The expected result is an exact restatement of the data, free of pictures.

Saved data entries:
•••
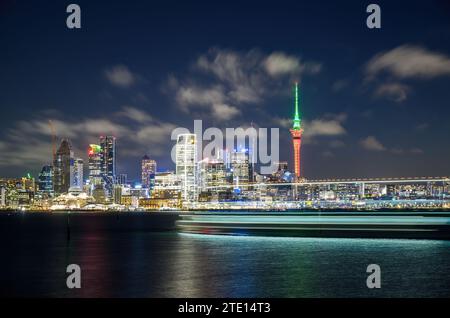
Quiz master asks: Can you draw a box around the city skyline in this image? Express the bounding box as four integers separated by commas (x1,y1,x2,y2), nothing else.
1,1,450,181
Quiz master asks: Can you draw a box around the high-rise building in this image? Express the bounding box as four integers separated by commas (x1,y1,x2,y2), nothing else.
289,82,304,179
53,139,73,195
70,158,84,189
100,135,116,194
141,155,157,189
38,165,53,196
198,158,227,192
88,144,102,188
231,148,253,185
176,134,197,202
116,174,127,185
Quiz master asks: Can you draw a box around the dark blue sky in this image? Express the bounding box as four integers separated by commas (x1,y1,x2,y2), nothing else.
1,0,450,181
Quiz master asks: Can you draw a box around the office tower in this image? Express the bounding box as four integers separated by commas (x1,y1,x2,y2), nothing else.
100,135,116,194
117,174,127,185
198,158,227,191
113,184,123,204
88,144,102,188
231,148,253,185
53,139,73,195
70,158,84,189
141,155,157,189
289,82,304,179
176,134,197,201
38,165,53,196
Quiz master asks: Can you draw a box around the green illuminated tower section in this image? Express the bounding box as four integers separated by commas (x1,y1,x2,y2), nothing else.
289,82,304,178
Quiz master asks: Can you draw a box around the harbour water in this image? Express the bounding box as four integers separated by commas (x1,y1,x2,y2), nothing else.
1,212,449,297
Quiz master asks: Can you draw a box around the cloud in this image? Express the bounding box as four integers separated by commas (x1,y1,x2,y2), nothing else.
273,113,347,147
360,136,386,151
272,117,292,129
360,136,424,155
322,151,334,158
105,65,136,88
366,45,450,80
0,106,176,169
212,103,241,120
331,79,349,92
374,82,410,102
303,113,347,138
391,147,424,155
329,140,345,148
263,52,322,77
168,48,322,120
118,106,153,123
176,85,225,108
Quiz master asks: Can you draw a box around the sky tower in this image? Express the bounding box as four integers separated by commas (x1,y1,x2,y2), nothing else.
289,82,304,179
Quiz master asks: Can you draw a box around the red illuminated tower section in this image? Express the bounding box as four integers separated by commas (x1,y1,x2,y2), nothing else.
289,82,304,179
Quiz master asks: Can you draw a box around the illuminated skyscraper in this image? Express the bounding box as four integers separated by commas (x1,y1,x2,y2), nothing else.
141,155,157,189
231,149,253,186
289,82,304,179
100,135,116,194
198,158,227,191
88,144,102,187
53,139,73,195
38,165,53,197
70,158,84,189
176,134,197,202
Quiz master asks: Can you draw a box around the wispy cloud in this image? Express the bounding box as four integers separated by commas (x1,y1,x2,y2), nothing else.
263,52,321,77
0,107,176,169
366,45,450,80
374,82,410,102
105,65,136,88
167,48,322,121
303,113,347,139
360,136,423,155
360,136,386,151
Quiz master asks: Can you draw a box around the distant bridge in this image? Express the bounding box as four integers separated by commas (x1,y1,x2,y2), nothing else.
204,176,450,190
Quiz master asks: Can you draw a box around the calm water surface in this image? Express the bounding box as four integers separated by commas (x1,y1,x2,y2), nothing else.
1,212,449,297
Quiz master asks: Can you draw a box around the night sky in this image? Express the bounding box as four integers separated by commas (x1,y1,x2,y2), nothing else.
1,0,450,181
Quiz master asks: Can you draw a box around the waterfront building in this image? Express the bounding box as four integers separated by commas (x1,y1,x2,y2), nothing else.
92,187,107,204
176,134,197,202
154,171,180,189
289,82,304,179
198,158,227,191
70,158,84,190
113,184,123,204
53,139,73,195
37,165,53,197
130,185,150,199
100,135,116,194
141,155,157,189
88,144,102,189
231,148,253,186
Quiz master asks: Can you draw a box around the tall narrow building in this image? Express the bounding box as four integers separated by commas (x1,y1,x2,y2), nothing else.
176,134,197,202
231,149,253,186
289,82,304,179
38,165,53,197
141,155,157,189
100,135,116,193
70,158,84,189
53,139,73,195
88,144,102,188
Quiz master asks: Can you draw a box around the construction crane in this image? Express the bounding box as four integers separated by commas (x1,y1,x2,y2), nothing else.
48,120,57,162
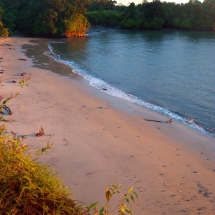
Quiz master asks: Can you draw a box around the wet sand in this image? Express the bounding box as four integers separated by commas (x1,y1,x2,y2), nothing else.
0,37,215,214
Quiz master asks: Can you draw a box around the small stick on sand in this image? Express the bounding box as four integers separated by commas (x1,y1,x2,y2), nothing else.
19,58,27,61
35,126,45,137
144,119,172,123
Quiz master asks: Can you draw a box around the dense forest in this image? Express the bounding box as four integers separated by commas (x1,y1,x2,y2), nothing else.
0,0,90,37
0,0,214,37
86,0,215,30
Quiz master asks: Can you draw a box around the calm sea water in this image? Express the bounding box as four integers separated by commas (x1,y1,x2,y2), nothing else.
48,28,215,136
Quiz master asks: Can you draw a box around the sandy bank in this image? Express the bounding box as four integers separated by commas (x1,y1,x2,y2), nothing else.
0,37,215,215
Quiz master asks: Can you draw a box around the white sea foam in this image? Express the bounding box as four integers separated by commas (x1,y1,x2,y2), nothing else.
48,42,215,137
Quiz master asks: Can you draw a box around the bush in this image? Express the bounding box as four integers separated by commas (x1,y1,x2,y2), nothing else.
64,13,90,37
86,11,122,26
0,21,9,37
0,75,137,215
0,126,80,215
143,17,165,28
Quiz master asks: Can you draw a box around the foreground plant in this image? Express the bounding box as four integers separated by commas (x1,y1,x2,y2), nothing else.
0,73,30,115
0,92,19,115
0,125,138,215
84,184,138,215
0,126,81,215
19,74,31,88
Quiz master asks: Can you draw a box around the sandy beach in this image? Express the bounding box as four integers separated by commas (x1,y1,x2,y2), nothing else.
0,37,215,215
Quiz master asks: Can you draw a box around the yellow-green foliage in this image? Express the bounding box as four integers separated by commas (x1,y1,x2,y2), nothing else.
0,21,9,37
0,125,137,215
65,14,90,33
0,125,79,215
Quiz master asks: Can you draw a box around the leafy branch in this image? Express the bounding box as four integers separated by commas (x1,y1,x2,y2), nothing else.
85,184,138,215
0,92,19,115
19,74,31,88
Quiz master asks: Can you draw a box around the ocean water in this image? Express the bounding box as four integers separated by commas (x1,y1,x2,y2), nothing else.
48,28,215,136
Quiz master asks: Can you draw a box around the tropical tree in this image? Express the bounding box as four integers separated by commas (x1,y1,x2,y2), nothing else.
0,21,9,37
64,13,90,36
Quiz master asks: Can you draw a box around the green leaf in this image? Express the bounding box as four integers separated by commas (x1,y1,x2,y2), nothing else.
3,99,9,105
133,191,138,198
88,202,98,210
127,187,133,193
99,206,105,215
130,195,134,203
125,198,129,203
125,208,132,215
105,189,111,201
120,205,125,215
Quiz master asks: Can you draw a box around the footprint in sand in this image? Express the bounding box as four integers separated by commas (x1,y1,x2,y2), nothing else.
63,137,69,146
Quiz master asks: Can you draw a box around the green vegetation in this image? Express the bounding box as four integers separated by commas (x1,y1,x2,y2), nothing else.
0,85,79,214
0,127,78,214
0,84,137,214
87,10,122,27
0,126,137,214
0,0,90,37
0,0,214,37
0,21,8,37
86,0,215,30
64,13,90,37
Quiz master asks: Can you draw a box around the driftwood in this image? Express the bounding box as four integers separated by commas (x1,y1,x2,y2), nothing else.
21,135,26,141
11,131,17,137
144,119,172,123
35,126,45,137
19,58,27,61
166,119,172,123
•••
**ANSWER SPACE**
Quiz master asks: Can you draw a box around the city skyline in this image? Express the bounding box as four integers separated by commas (x1,y1,x2,y2), nothing else.
1,1,450,181
Quiz master asks: Can you draw a box around the high-rise building in this image? Express the bounding box as four integers separated by commas (x1,y1,x2,y2), nothing else.
289,82,304,179
53,139,73,195
70,158,84,189
100,135,116,194
141,155,157,189
38,165,53,196
198,158,227,192
88,144,102,188
231,148,253,185
176,134,197,202
116,174,127,185
Quiz master asks: Can you draw a box around the dark blue sky in this image? Express the bounding box as four integers separated by commas (x1,y1,x2,y2), nothing else.
1,0,450,181
Quiz master asks: Can you draw a box around the office tower in this image? Express the bounding box as four integers separated by commas (x1,y1,x2,y2), nothing else.
100,135,116,194
117,174,127,185
198,158,227,191
113,184,123,204
88,144,102,188
231,148,253,185
53,139,73,195
70,158,84,189
141,155,157,189
289,82,304,179
176,134,197,201
38,165,53,196
Quiz master asks: Can you draw a box around the green illuminated tower section in this image? Express the bounding box as four integers separated by commas (x1,y1,x2,y2), nothing else.
289,82,304,178
Quiz master asks: Can you draw a box around the harbour water in this image? Express the bounding box as four integers separated by commas (x1,y1,x2,y2), nothing else.
1,212,449,297
Quiz master asks: Can you draw a box around the cloud in this image? Express the bounding box as four integers separated by commas (x1,y1,x2,y2), nothing else.
273,113,347,147
360,136,386,151
272,117,292,129
360,136,424,155
322,151,334,158
105,65,136,88
366,45,450,80
0,106,176,169
212,103,241,120
331,79,349,92
374,82,410,102
303,113,347,138
391,147,424,155
329,140,345,148
263,52,322,77
168,48,322,120
118,106,153,123
176,85,225,108
Quiz master asks: Can you draw a box around the sky tower in this image? Express the bounding box as four integers separated by commas (x1,y1,x2,y2), nothing else.
289,82,304,179
Quiz master asks: Can you draw a box around the red illuminated tower section in this image? Express the bounding box as four integers separated by commas (x1,y1,x2,y2), nothing else.
289,82,304,179
Quiz master asks: Can you draw a box around the illuminated skyscraper in this image? Express the bounding box as four integers separated by commas (x1,y1,x2,y2), nothing else.
141,155,157,189
231,149,253,186
289,82,304,179
100,135,116,194
198,158,227,191
88,144,102,187
53,139,73,195
38,165,53,197
70,158,84,189
176,134,197,202
Quiz master asks: Can you draw a box around the wispy cloud in this image? Express the bounding box as four integers separated by commas (x1,y1,x2,y2), nothing else.
263,52,321,77
0,107,176,169
366,45,450,80
374,82,410,102
105,65,136,88
167,48,322,121
303,113,347,139
360,136,423,155
360,136,386,151
Quiz master asks: Can you draw a box around the distant bridge in this image? Express the bounding box as four integers separated by commas (x1,y1,x2,y2), nothing else.
204,176,450,190
Quiz master asks: Can you draw a box around the calm water surface in this image? Express the bounding box as four integers separated by commas (x1,y1,x2,y2), nothing else.
1,212,449,297
Quiz master asks: Can you draw a box around the night sky in this image? Express the bounding box as four integers separated by commas (x1,y1,x2,y2), nothing else.
1,0,450,181
Quiz master asks: Can you draw a box around the waterfront building in this image? Express the bounding box as four integers separated by commas (x1,y1,x2,y2), nothing else.
92,187,107,204
176,134,197,202
154,171,180,189
289,82,304,179
198,158,227,191
70,158,84,190
113,184,123,204
53,139,73,195
37,165,53,197
130,185,150,199
100,135,116,194
141,155,157,189
88,144,102,189
231,148,253,186
Quiz master asks: Can you draw a box around the tall narrow building in this image? Express the bounding box as four integers separated by commas (x1,y1,x2,y2), nothing else.
176,134,197,202
231,149,253,186
289,82,304,179
38,165,53,197
141,155,157,189
100,135,116,193
70,158,84,189
53,139,73,195
88,144,102,188
Quiz master asks: Can you draw a box around the construction crane in this image? Express the bounding box as four integers separated by commas (x1,y1,x2,y2), nothing else.
48,120,57,162
Quiz master asks: Can you draw a box around the wet sand in this image? Express the bounding box as four integers separated by commas (x1,y1,x2,y2), nothing else.
0,37,215,214
Quiz master asks: Can you draw a box around the small stick on sand in this image? Express the bounding box as four integers separated by commas (x1,y1,x2,y2), nothing else.
19,58,27,61
35,126,45,137
144,119,172,123
Quiz master asks: Can you draw a box around the dense forest in this image? Express the bounding box as four integers separated by commas (x1,y1,x2,y2), nothing else.
0,0,90,37
0,0,214,37
86,0,215,30
Quiz master asks: Can you draw a box around the calm sea water in this image? Express the bounding box as four integers separated by commas (x1,y1,x2,y2), nothing else.
48,28,215,136
Quiz master asks: Can you draw a box around the sandy bank in this image? Express the bounding box as four integers separated by commas (x1,y1,x2,y2), nothing else.
0,37,215,215
Quiz master asks: Can you draw a box around the white sea foam in this image? Express the bounding box as four integers separated by commas (x1,y1,x2,y2), nothing else.
48,42,215,137
Quiz master asks: Can you draw a box around the bush in this image? Express the bounding box as four integers separated by commas (x1,y1,x2,y2), nothing else.
64,13,90,37
86,11,122,26
0,21,9,37
0,75,137,215
0,126,80,215
143,17,165,28
Quiz master asks: Can you draw a box around the foreground plant in this image? Express the bounding box as four integers separated by commas (x1,y1,x2,y2), nothing else.
0,73,30,115
0,92,19,115
0,125,138,215
84,184,138,215
0,126,81,215
19,74,31,88
Quiz master asks: Can you draw a box around the sandy beach in this image? Express the bounding box as four integers separated by commas (x1,y1,x2,y2), nothing else.
0,37,215,215
Quiz master asks: Can you draw a box around the yellow-green foliage in this image? Express the bounding box as four integers separated by commas (x1,y1,x2,y2), nothing else.
0,21,9,37
0,125,137,215
65,14,90,33
0,125,79,215
Quiz master asks: Can you draw a box around the leafy branch in this image? Express the bounding box as four integers separated by commas (x1,y1,x2,y2), nothing else.
85,184,138,215
0,92,19,115
19,74,31,88
Quiz master asks: Can you draw a box around the ocean water in this image? Express the bounding box as four integers separated by commas (x1,y1,x2,y2), nothing else.
48,28,215,136
Quiz master asks: Can you draw a box around the tropical tree in this image? Express the bounding box as four integers separated by commas (x1,y1,x2,y2), nothing else.
0,21,9,37
64,13,90,36
Quiz master asks: Can you draw a box around the green leaf in this image? Express the bounding box as four integers separated by commas (x1,y1,x2,y2), nothing else.
3,99,9,105
133,191,138,198
88,202,98,210
127,187,133,193
99,206,105,215
130,195,134,203
125,198,129,203
125,208,132,215
105,189,111,201
120,205,125,215
Quiz master asks: Can you draw a box around the footprint in sand in this image? Express the bounding box as four integers separated by commas (x1,y1,x2,y2), nothing else.
63,137,69,146
Quiz master asks: Can you draw a box around the green vegetation in this image? Express the bounding box as four integers separated by commas (x1,y1,x2,y2), nothing else.
0,85,79,214
0,127,78,214
0,84,137,214
87,10,122,27
0,126,137,214
0,0,90,37
0,0,214,37
0,21,8,37
86,0,215,30
64,13,90,37
Quiz master asks: Can you draw a box around the driftwood in this image? Express the bounding box as four integers separated by commas (x1,y1,x2,y2), nothing else.
21,135,26,141
11,131,17,137
144,119,172,123
35,126,45,137
19,58,27,61
166,119,172,123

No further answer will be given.